§ **WORK REQUIRED**
Each line in the listing below that holds "train" should be counted; reply with that number only.

————————

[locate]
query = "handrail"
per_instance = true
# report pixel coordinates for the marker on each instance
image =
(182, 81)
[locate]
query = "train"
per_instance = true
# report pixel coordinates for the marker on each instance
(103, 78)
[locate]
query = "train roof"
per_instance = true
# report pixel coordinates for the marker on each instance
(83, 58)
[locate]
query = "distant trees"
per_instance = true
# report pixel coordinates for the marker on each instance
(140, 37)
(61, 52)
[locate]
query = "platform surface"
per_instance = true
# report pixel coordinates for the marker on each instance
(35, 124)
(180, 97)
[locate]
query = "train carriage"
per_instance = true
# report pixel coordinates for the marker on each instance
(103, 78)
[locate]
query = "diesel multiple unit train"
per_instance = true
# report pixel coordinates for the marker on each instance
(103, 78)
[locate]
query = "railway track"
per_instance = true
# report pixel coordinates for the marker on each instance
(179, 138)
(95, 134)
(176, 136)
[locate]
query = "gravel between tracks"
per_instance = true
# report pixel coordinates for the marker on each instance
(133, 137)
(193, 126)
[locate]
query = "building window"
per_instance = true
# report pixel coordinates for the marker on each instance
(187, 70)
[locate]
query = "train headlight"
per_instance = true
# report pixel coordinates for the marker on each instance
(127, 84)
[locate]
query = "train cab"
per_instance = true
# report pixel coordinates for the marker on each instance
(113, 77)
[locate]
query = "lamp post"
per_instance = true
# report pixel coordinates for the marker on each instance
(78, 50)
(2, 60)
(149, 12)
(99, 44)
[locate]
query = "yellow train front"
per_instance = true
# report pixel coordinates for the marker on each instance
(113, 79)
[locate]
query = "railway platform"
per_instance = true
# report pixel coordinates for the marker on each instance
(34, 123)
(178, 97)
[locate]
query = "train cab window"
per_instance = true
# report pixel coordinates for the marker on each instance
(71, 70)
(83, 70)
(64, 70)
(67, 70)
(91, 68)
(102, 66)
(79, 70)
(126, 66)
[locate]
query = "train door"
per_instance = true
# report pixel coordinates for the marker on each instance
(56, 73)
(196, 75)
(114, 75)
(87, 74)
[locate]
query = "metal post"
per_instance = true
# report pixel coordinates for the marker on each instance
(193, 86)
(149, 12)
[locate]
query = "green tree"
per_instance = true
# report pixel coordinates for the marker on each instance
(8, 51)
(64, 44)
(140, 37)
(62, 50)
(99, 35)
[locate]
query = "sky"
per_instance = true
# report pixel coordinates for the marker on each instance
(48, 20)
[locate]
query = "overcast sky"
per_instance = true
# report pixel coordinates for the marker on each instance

————————

§ **REPLY**
9